**WHAT THE TASK ASKS**
Once the line with "Objective — one pin per instance of the reflective" is found, return it along with every line after it, exactly, through the end of the material.

**RECORDS FOR PROCESSING**
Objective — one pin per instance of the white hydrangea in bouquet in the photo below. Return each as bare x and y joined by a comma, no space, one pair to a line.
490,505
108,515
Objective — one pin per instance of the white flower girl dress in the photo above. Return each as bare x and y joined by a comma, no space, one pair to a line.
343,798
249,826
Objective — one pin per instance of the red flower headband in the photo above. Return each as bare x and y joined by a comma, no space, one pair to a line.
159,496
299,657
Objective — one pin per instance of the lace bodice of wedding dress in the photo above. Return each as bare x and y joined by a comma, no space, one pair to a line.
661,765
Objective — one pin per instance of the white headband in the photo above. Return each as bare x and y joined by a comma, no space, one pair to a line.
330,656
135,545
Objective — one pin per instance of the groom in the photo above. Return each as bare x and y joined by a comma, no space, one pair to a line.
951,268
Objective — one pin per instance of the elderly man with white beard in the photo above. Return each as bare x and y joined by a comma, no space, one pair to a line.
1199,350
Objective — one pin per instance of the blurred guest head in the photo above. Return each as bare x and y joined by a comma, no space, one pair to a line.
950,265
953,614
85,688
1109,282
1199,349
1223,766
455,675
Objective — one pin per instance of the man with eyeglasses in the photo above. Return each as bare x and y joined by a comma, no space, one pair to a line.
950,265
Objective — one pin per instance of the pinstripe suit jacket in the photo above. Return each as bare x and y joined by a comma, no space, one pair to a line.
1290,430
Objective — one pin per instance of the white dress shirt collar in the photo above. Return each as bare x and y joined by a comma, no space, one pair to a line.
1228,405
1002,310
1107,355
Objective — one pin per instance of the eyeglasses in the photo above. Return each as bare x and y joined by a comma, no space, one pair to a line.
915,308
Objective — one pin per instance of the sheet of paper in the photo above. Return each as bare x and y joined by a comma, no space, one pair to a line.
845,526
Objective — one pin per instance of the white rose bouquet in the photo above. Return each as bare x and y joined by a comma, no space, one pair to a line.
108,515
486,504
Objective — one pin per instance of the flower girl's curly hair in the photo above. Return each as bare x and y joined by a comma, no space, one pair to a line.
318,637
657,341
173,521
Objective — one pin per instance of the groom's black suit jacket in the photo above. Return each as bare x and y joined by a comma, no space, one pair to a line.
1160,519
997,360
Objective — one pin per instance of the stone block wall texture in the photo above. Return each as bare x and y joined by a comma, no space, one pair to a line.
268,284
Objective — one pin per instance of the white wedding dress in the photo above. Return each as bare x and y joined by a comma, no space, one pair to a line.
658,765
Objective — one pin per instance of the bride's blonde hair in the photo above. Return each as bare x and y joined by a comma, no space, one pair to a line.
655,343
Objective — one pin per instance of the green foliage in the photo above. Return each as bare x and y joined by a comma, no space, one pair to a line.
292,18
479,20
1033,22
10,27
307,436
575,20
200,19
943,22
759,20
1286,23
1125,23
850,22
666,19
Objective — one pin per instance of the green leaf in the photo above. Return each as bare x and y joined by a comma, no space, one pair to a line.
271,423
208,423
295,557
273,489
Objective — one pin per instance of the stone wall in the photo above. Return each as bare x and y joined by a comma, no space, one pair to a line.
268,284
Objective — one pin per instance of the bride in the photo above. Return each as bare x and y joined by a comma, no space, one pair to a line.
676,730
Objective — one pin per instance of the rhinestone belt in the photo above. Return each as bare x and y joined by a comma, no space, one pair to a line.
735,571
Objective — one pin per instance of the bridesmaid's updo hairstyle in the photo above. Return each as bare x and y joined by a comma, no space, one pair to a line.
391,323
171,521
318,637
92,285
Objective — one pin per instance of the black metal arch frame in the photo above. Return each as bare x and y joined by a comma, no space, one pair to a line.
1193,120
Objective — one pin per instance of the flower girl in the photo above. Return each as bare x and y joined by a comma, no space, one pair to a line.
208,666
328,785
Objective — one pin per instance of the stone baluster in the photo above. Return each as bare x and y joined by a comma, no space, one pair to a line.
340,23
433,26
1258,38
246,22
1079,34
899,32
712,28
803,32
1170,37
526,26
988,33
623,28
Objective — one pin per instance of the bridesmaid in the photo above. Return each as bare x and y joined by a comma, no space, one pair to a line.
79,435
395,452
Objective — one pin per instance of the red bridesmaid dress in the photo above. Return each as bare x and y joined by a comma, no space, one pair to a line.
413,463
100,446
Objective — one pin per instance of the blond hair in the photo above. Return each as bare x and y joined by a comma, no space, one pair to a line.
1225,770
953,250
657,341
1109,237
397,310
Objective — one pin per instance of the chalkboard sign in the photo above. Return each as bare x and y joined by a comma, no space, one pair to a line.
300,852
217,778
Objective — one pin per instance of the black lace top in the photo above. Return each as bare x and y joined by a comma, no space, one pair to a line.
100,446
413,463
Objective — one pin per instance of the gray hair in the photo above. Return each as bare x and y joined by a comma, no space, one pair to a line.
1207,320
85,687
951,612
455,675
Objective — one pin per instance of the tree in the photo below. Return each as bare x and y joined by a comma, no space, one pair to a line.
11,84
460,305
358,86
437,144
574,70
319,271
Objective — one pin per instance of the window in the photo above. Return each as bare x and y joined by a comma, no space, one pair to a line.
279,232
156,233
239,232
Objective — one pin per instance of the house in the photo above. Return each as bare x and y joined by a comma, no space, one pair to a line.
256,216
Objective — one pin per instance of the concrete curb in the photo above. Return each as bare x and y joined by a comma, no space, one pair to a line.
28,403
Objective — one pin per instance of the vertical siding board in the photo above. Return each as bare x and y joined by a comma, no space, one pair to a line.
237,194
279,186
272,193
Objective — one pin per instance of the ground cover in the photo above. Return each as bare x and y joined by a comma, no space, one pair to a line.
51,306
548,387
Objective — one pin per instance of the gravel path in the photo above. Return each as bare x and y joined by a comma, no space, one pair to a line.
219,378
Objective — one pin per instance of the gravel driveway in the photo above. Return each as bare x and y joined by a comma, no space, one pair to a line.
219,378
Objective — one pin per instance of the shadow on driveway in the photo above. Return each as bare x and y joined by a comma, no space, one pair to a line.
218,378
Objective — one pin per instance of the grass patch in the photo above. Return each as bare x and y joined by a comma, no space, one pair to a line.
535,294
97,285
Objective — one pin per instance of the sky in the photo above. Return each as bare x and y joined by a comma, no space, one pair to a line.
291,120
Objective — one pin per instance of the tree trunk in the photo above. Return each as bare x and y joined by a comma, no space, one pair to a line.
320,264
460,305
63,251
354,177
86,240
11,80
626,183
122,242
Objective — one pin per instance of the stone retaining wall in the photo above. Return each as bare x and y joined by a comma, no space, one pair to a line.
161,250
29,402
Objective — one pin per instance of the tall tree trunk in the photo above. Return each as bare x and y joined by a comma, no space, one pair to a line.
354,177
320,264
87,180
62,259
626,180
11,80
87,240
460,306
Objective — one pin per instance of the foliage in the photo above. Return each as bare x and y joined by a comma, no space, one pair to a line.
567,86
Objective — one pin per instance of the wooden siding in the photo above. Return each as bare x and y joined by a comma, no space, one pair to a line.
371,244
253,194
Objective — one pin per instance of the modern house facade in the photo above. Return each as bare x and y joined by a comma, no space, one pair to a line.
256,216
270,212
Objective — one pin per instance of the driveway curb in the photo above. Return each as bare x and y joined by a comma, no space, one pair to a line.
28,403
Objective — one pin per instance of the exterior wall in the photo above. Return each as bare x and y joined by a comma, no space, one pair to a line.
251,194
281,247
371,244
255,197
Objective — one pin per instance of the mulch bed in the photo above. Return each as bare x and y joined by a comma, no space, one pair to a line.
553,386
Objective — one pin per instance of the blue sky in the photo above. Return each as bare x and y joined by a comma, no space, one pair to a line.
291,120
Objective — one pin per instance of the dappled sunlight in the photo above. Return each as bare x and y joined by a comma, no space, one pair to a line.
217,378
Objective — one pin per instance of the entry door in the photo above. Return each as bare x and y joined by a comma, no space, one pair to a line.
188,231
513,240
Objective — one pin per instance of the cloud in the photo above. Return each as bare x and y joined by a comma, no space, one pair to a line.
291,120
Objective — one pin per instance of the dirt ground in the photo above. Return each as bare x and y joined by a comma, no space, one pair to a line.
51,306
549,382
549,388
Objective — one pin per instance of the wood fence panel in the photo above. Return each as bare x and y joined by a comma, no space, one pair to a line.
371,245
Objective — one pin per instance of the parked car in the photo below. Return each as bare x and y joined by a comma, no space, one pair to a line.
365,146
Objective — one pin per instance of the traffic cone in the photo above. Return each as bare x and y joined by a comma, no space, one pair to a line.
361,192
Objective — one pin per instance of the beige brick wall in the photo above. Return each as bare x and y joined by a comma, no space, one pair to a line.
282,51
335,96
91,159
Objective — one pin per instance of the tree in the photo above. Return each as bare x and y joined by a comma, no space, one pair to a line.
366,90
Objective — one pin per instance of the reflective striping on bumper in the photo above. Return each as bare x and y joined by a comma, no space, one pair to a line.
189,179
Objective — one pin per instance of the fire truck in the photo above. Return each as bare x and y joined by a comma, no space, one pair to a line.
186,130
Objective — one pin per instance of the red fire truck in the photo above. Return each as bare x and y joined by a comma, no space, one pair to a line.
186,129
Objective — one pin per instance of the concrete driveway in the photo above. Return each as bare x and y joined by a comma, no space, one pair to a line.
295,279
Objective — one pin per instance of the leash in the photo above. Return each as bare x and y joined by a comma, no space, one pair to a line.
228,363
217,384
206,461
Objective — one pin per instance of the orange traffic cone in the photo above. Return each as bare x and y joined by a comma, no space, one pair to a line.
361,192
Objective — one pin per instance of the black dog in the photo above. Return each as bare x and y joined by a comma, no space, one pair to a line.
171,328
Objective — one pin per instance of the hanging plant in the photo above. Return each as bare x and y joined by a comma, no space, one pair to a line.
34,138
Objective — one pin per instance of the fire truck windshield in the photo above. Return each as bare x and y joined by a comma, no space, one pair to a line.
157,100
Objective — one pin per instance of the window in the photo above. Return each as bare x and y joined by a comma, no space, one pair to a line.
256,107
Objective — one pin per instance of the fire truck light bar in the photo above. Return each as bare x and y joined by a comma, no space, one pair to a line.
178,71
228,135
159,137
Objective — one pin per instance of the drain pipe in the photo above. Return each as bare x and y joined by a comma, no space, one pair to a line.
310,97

**YOUR SOLUTION**
Objective — one pin per instance of the reflective striping on bumper in the photo above. Return each as bare x and y joined by a comma, no space, one pair to a line.
189,179
Objective — one pin per instance of the fire truck in the photo above. Return each as bare x and y joined by a comma, no space, one pair to a line.
186,130
Objective — one pin per instance of the red fire truck in the photo above. Return each as bare x and y joined by a comma, no space, one pair to a line.
186,129
Objective — one pin per instance of the concrete driveway in the photo above. Return each as bare x and y joined by a comma, no space, one pair to a line.
295,279
Objective — one pin per instance of the leash in the photo above. Return each as bare x and y joined by a comma, no space, one pair to a line.
228,363
217,384
206,461
Objective — one pin per instance of the orange traffic cone in the photo above. Return each as bare x and y joined by a comma, no space, one pair to a line.
361,192
Objective — one pin per instance of the black dog in the photo above. Return each as bare x and y joined by a comma, no space, one pair to a line.
171,328
Objective — one pin per instance of the hanging plant in the photo above. Return each as bare x and y joined by a comma, no space, one pair to a line.
34,138
Objective — one pin per instance of the fire truck windshield in the photo above. Return each as bare x and y joined by a comma, no space, one pair to a line.
157,100
Objective — one pin per instance of the window in the photo above. Return each as bare x and y joined by a comma, no space, one pair to a line.
256,107
Objective — one pin per instance of the fire truck light bar in the photo above. Return each as bare x and y joined by a comma, no space, one pair to a line.
178,71
228,135
159,137
Objective — one pin per instance of the drain pipe in the photo above. Return each as bare x and y joined by a comma, no space, one pair to a line.
310,97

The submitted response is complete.